Inserisca in un elenco numerato tutte le righe dei record riportati di seguito, tralasciando le righe vuote. Escluda le immagini dalla risposta.
━━ Dati di lavoro ━━
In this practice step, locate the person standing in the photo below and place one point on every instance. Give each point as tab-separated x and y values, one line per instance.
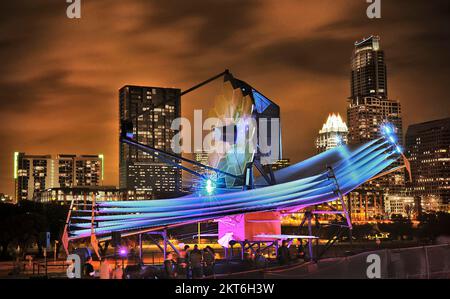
208	261
118	272
89	271
183	263
170	267
283	253
195	260
105	269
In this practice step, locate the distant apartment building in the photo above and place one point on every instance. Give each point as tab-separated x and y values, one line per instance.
89	193
333	133
368	108
400	205
151	110
428	150
79	171
34	174
4	198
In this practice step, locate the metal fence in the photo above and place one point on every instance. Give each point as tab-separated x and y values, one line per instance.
426	262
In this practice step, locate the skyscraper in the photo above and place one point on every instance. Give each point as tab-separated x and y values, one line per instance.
32	175
79	171
333	133
428	150
368	108
151	110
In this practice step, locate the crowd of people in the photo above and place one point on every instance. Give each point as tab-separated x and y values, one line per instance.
194	263
189	263
289	252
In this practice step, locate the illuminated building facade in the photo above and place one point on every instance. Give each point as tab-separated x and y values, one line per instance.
32	175
428	150
89	193
5	198
151	110
400	205
333	133
35	173
368	108
79	171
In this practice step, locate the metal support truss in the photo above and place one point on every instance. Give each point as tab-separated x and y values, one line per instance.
312	215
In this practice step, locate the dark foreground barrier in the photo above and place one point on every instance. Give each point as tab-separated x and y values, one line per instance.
416	262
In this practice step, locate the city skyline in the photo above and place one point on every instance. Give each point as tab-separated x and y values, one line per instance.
59	91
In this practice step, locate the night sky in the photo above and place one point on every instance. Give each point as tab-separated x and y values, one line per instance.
60	77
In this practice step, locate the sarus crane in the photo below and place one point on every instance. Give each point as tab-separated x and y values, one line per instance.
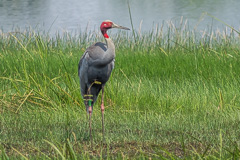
94	70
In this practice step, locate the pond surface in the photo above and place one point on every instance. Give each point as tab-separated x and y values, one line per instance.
76	15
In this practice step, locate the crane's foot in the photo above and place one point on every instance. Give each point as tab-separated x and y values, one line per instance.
102	109
90	123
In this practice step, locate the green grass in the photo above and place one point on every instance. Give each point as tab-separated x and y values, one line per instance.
172	95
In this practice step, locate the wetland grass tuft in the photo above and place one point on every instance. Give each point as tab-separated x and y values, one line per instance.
174	93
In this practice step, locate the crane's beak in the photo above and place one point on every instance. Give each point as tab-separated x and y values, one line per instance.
120	27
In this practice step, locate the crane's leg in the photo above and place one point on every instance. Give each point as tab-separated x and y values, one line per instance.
102	109
90	115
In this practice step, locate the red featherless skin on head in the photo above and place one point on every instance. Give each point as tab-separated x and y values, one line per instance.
104	27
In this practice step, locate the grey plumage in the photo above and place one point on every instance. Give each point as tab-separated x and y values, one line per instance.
96	64
94	70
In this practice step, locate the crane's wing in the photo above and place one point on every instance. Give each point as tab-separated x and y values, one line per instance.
82	73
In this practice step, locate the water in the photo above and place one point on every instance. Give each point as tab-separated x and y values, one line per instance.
77	15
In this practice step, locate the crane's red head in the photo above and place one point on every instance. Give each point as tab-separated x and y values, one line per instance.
107	24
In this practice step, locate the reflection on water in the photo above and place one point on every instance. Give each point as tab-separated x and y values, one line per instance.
72	15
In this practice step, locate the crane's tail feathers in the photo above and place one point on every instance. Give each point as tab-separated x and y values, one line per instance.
95	82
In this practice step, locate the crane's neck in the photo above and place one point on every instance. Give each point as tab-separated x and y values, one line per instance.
110	48
110	52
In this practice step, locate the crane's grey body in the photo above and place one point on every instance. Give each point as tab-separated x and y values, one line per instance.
96	64
94	70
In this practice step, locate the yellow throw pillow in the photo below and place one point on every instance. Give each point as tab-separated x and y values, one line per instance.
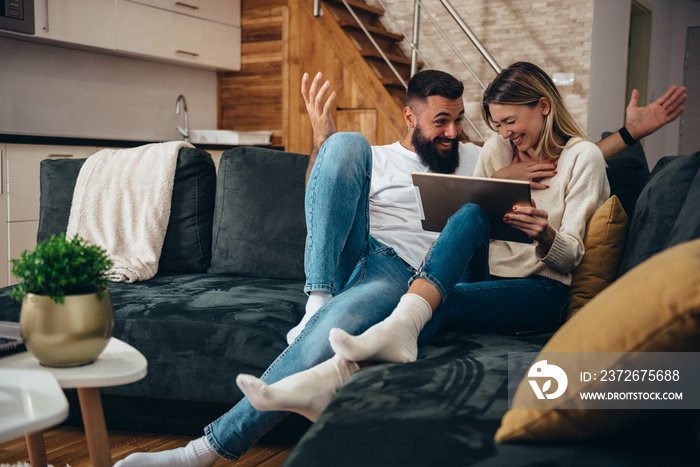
655	307
604	243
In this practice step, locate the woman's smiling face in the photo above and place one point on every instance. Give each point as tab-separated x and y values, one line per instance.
522	124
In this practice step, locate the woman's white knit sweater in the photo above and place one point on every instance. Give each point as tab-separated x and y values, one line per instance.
575	192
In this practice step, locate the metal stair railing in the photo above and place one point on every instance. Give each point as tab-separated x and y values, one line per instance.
413	41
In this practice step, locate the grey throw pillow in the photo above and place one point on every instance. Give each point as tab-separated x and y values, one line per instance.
259	227
187	244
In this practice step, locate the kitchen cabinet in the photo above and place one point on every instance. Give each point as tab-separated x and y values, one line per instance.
195	33
149	31
210	10
85	22
20	193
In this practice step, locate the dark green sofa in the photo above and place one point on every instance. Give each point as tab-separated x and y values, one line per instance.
230	287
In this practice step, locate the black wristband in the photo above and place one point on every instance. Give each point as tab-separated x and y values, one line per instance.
626	137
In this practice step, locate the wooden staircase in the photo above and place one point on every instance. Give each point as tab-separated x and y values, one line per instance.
281	40
387	41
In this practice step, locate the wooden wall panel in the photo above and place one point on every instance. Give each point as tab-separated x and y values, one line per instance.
252	98
281	39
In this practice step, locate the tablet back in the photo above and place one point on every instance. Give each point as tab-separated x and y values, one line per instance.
440	196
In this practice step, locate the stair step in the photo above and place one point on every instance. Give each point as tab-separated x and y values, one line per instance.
391	81
400	59
372	29
360	5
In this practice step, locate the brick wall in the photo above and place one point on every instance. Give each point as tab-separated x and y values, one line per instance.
554	34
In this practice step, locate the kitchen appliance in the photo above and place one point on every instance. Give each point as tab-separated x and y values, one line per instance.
17	15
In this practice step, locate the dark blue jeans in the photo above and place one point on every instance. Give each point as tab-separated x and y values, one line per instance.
472	300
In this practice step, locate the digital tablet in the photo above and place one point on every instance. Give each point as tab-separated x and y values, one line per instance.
439	196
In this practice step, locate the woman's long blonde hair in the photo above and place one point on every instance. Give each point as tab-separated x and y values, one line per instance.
524	83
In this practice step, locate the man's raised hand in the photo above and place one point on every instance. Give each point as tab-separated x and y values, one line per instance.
319	112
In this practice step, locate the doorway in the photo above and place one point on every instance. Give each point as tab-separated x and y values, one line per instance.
639	50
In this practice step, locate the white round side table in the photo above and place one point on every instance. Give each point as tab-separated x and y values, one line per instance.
118	364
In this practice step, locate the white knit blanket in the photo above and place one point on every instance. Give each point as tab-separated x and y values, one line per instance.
122	202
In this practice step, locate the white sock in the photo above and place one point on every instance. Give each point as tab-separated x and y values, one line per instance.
307	393
197	453
392	340
317	299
━━━
**Risposta scritta:**
1. In this practice step, locate the person standing in the photo below and place one point on every instance. Give each point as tab-separated x and y values, one line per instance.
2. 208	261
3. 118	272
4. 89	271
5. 183	263
6. 170	267
7. 283	253
8. 195	260
9. 105	269
10. In this practice step, locate the distant apartment building in the photo above and place one point on every instance. Give each point as tab-separated x and y values, one line per instance.
11. 89	193
12. 333	133
13. 368	108
14. 400	205
15. 151	110
16. 428	150
17. 79	171
18. 34	174
19. 4	198
20. In this practice step, locate the metal fence in the photo above and place one point on every instance. Give each point as tab-separated x and y values, one line per instance.
21. 426	262
22. In this practice step, locate the skyscraper in the photo above and place one point on every instance. Give each point as tab-separated x and y values, one line per instance.
23. 32	175
24. 79	171
25. 333	133
26. 428	150
27. 368	108
28. 151	110
29. In this practice step, locate the crowd of people in the photo above and place one point on every instance. Give each point as tab-separated x and y values, one line per instance.
30. 194	263
31. 189	263
32. 289	252
33. In this practice step, locate the illuminated building facade in the photo above and place one point on every instance. Give each point as tab-separated x and y values, one line per instance.
34. 32	175
35. 428	150
36. 89	193
37. 5	198
38. 151	110
39. 400	205
40. 333	133
41. 35	173
42. 368	108
43. 79	171
44. In this practice step, locate the metal support truss in the photo above and place one point on every instance. Give each point as tab-separated x and y values, one line per instance.
45. 312	215
46. In this practice step, locate the dark foreground barrier in the photo above and place one point on every instance. Give each point as tab-separated x and y values, one line per instance.
47. 416	262
48. In this practice step, locate the city skyline in the photo above and place one point on every instance. Give each point as tab-separated x and y values, one line per instance.
49. 59	91
50. In this practice step, locate the night sky in the photo above and place one point on every instance. Give each point as tab-separated x and y values, one line per instance.
51. 60	77
52. In this practice step, locate the sarus crane in the photo below and place one point on every instance. Give each point as tab-separated x and y values, one line per instance.
53. 94	70
54. In this practice step, locate the pond surface in the photo above and place one point on every instance. Give each point as tab-separated x and y values, one line per instance.
55. 76	15
56. In this practice step, locate the crane's foot in the photo above and place one point on every instance. Give each point as tab-separated x and y values, one line per instance.
57. 102	109
58. 90	123
59. In this practice step, locate the green grass in the photo above and place one point on every instance. Give each point as tab-separated x and y values, one line per instance.
60. 172	95
61. In this practice step, locate the wetland grass tuft in the photo above and place one point on every instance. Give each point as tab-separated x and y values, one line per instance.
62. 174	93
63. In this practice step, locate the crane's beak in the photo above and place one point on every instance. Give each point as tab-separated x and y values, one line per instance.
64. 120	27
65. In this practice step, locate the crane's leg in the photo above and place one point on every instance. Give each point as tab-separated x and y values, one line per instance.
66. 102	109
67. 90	115
68. In this practice step, locate the red featherless skin on head in the photo above and place one point on every instance. Give each point as tab-separated x and y values, one line per instance.
69. 104	27
70. In this practice step, locate the grey plumage in the photo above and place one point on every instance. Give each point as tab-separated x and y values, one line per instance.
71. 96	64
72. 94	70
73. In this practice step, locate the crane's wing in the photo above and place one point on every instance. Give each point as tab-separated x and y values, one line per instance.
74. 82	73
75. In this practice step, locate the water in the photo above and place one point on every instance. Give each point as tab-separated x and y values, one line per instance.
76. 77	15
77. In this practice step, locate the crane's red head in the photo above and place one point on every instance. Give each point as tab-separated x and y values, one line per instance.
78. 107	24
79. In this practice step, locate the reflection on water in the photo above and place one point on every instance. Give each point as tab-separated x and y values, one line per instance.
80. 72	15
81. In this practice step, locate the crane's tail feathers in the photo above and place one point on every instance. Give each point as tab-separated x and y values, one line per instance.
82. 95	82
83. In this practice step, locate the crane's neck in the photo above and place one point on every instance. Give each point as tab-separated x and y values, one line per instance.
84. 110	48
85. 110	52
86. In this practice step, locate the crane's grey body in the photo above and place one point on every instance. Give each point as tab-separated x and y values, one line per instance.
87. 96	64
88. 94	70
89. In this practice step, locate the yellow throw pillow in the photo below and place one point on every instance. Give each point as tab-separated x and y values, one line per instance.
90. 655	307
91. 604	243
92. In this practice step, locate the woman's smiling face in the photo above and place one point on every instance. Give each point as tab-separated x and y values, one line per instance.
93. 522	124
94. In this practice step, locate the woman's white knit sweater in the photo above and place one point on every instance. Give each point as tab-separated x and y values, one line per instance.
95. 575	192
96. In this practice step, locate the metal stair railing in the photo above and place one point on every instance. Give each point as tab-separated x and y values, one line per instance.
97. 413	41
98. In this practice step, locate the grey throw pillow in the photo above and place one point on every instance. Give each point as tab-separated x and y values, one line per instance.
99. 259	227
100. 187	244
101. In this practice step, locate the kitchen cabinet in the photo above and place one point on every instance. Give each point as tab-separated x and y values, one line per instance.
102. 195	33
103. 149	31
104. 210	10
105. 85	22
106. 20	193
107. In this practice step, locate the dark green sofa in the photo above and place one point on every instance. Give each point as tab-separated x and y values, one line per instance.
108. 230	287
109. In this practice step, locate the black wristband in the photo above and place one point on every instance. Give each point as tab-separated x and y values, one line per instance.
110. 626	137
111. In this practice step, locate the wooden staircase in the photo above and place one point on every instance. Give each point as tab-separated x and y values, one line per instance.
112. 281	40
113. 387	41
114. In this practice step, locate the wooden wall panel in the photo above and place one point on every instance. Give each point as tab-separated x and y values, one line per instance.
115. 252	98
116. 281	39
117. In this practice step, locate the tablet back in the photo above and place one point on every instance. Give each point as tab-separated x and y values, one line per instance.
118. 440	196
119. In this practice step, locate the stair step in the photo above and place one point on every instance. Give each point as tab-separated x and y values, one line per instance.
120. 391	81
121. 400	59
122. 372	29
123. 360	5
124. In this practice step, locate the brick wall in the photo above and place one point on every instance. Give each point as tab-separated x and y values, one line per instance.
125. 554	34
126. In this practice step, locate the kitchen appliance in the photo above and place one point on every instance. Give each point as tab-separated x and y values, one line per instance.
127. 17	15
128. In this practice step, locate the dark blue jeans in the photo above and place one point on every instance. Give each point as tab-separated x and y values, one line per instance.
129. 472	300
130. In this practice step, locate the digital tablet in the photo above and place one point on every instance. Give each point as tab-separated x and y values, one line per instance.
131. 439	196
132. In this practice step, locate the woman's long blonde hair in the photo above and place one point on every instance. Give each point as tab-separated x and y values, one line per instance.
133. 524	83
134. In this practice step, locate the man's raised hand in the photo above and place one point on every instance. Give each point as tab-separated x and y values, one line per instance.
135. 319	112
136. In this practice step, locate the doorway in the photo above and place one point on every instance. Give each point as tab-separated x and y values, one line per instance.
137. 639	50
138. In this practice step, locate the white round side table in the photo above and place one point on every instance. Give each point as tab-separated x and y values, one line per instance.
139. 118	364
140. In this practice step, locate the white knit blanket in the photo above and place one point on every instance. Give each point as tab-separated x and y values, one line per instance.
141. 122	202
142. In this practice step, locate the white sock in the photo above and place one point on every instance. Give each point as tab-separated x and y values, one line per instance.
143. 307	393
144. 197	453
145. 392	340
146. 317	299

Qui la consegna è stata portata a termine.